**Text to read:**
-- -- --

The two CRC-32C values are computed independently (not chained) and XORed together. The result is stored in bytes 0-3 of the page (the FIL header checksum field).

CRC-32C is hardware-accelerated on modern x86 (SSE 4.2) and ARM (CRC extension) processors, making validation fast even for large tablespaces.

## Legacy InnoDB (MySQL < 5.7.7)

The original InnoDB checksum algorithm, used as the default before MySQL 5.7.7. It uses the internal `ut_fold_ulint_pair` function with wrapping u32 arithmetic.

The algorithm processes bytes **one at a time** (not as u32 words) over the same two byte ranges as CRC-32C:

- **Range 1**: bytes `[4..26)`
- **Range 2**: bytes `[38..page_size-8)`

The fold function accumulates a running hash by combining each byte with the previous hash value using wrapping multiplication, addition, and XOR operations. The final result is the sum of the fold values from both ranges.

The legacy checksum is stored in the same location as CRC-32C: bytes 0-3 of the page.

-- -- --

**Dataset rows:**
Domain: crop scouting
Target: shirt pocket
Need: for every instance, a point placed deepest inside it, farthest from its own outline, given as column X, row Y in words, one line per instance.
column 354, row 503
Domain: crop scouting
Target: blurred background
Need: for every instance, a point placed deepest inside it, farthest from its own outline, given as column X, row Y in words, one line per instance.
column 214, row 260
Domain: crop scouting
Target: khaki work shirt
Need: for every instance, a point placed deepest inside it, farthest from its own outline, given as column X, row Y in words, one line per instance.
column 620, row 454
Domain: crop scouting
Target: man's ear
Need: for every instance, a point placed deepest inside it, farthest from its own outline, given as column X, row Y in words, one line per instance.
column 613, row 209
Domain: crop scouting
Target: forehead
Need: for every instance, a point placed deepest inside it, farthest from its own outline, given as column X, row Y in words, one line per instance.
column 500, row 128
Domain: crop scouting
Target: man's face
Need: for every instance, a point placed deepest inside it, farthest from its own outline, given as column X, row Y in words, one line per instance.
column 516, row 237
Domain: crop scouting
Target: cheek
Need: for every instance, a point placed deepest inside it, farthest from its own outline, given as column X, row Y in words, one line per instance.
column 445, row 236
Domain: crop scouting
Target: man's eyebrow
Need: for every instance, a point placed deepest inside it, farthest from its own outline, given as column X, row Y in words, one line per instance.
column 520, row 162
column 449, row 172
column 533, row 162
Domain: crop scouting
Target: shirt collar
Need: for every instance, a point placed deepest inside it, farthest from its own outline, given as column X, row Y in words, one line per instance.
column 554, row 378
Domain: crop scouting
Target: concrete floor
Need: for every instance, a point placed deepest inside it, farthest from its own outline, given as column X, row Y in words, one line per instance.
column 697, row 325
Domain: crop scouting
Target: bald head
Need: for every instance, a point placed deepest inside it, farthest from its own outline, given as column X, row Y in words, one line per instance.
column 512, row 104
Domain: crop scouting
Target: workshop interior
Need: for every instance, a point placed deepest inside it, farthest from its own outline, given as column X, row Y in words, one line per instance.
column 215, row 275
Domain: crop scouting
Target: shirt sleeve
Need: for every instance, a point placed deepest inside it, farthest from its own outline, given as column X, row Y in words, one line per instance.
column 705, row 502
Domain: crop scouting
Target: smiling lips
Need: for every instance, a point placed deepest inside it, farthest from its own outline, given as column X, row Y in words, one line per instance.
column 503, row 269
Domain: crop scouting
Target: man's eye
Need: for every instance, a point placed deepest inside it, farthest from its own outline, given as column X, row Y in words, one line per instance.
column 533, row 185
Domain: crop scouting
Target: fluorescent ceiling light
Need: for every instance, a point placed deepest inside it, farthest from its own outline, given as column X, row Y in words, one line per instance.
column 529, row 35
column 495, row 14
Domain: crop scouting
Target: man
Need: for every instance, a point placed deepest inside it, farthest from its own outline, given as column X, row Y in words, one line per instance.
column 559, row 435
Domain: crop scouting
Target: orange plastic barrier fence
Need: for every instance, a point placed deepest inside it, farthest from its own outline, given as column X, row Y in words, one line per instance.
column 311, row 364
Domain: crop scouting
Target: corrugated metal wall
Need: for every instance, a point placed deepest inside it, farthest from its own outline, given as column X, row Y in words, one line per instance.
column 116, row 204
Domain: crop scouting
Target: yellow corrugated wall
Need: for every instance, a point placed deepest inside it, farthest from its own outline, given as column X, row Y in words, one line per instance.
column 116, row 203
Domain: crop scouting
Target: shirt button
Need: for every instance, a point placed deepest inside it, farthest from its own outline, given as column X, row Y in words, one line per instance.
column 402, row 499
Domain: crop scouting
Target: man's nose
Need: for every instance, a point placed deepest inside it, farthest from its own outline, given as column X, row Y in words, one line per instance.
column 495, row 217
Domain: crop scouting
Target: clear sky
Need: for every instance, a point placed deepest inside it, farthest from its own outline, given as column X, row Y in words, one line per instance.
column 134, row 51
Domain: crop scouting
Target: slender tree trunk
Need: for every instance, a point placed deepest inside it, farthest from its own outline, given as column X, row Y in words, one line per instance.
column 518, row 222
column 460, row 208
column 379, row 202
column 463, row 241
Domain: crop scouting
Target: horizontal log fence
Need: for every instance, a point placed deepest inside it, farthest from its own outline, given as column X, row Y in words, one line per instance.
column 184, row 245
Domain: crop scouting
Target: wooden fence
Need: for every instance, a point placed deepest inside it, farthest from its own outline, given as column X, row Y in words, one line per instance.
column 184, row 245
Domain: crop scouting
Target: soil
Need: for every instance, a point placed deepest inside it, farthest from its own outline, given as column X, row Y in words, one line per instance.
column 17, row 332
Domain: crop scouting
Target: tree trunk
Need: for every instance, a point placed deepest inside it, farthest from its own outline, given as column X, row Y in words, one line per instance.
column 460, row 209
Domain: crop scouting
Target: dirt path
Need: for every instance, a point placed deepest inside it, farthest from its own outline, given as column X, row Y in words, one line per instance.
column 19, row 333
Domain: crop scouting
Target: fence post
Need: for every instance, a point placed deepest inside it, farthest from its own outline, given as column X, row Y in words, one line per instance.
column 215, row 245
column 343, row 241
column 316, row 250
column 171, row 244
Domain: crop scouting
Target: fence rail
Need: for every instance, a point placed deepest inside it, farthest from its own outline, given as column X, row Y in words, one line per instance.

-- -- --

**Exercise brief:** Copy the InnoDB checksum text word for word, everything from "The original InnoDB" down to "from both ranges.".

**Right answer:**
The original InnoDB checksum algorithm, used as the default before MySQL 5.7.7. It uses the internal `ut_fold_ulint_pair` function with wrapping u32 arithmetic.

The algorithm processes bytes **one at a time** (not as u32 words) over the same two byte ranges as CRC-32C:

- **Range 1**: bytes `[4..26)`
- **Range 2**: bytes `[38..page_size-8)`

The fold function accumulates a running hash by combining each byte with the previous hash value using wrapping multiplication, addition, and XOR operations. The final result is the sum of the fold values from both ranges.